──────── Exercise data

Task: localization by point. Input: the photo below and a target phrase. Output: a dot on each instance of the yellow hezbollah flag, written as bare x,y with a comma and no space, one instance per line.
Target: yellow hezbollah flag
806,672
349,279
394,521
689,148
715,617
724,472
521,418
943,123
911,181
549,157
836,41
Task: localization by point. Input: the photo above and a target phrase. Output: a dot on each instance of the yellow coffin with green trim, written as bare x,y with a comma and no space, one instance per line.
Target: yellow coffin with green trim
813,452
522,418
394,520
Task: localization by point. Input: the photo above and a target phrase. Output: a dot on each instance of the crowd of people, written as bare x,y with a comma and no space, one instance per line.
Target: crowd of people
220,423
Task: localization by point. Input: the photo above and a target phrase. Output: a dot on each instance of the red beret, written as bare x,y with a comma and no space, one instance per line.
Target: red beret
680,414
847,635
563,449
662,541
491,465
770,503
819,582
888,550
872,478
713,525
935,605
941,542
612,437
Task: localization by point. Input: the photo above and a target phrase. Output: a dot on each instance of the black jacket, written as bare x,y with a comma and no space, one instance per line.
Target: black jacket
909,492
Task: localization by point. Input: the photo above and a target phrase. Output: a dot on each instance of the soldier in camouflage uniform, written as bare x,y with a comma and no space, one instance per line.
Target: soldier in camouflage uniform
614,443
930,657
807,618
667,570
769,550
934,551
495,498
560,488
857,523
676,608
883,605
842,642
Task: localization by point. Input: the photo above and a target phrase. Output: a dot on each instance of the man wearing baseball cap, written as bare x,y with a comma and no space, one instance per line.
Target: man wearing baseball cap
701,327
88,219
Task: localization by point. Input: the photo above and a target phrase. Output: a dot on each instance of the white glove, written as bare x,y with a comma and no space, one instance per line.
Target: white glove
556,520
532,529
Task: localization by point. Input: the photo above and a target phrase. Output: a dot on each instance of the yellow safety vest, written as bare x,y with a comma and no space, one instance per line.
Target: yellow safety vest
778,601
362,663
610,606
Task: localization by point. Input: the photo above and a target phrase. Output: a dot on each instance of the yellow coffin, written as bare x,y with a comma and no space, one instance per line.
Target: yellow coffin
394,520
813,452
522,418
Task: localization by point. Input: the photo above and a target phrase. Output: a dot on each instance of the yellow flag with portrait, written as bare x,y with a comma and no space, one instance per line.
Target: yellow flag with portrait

────────────────

#### [Exercise goal]
Which lines above run from the one containing "Target: yellow coffin with green trim" down to the one containing "red beret, written"? Repeat exactly those, both ends included, and nothing else.

#### [Answer for the task]
Target: yellow coffin with green trim
813,452
522,418
394,520
Task: localization by point. Input: the photo above and a target phrase. Output: a dot on each instance of the crowd of people, written as bare x,y with a comma and no space, one instance per line.
Target: crowd of people
220,423
Task: localization by point. Input: the photo above and a target phrase. Output: a dot on each instance of the red beret, written as bare x,y with a comma and no space, one instance per line.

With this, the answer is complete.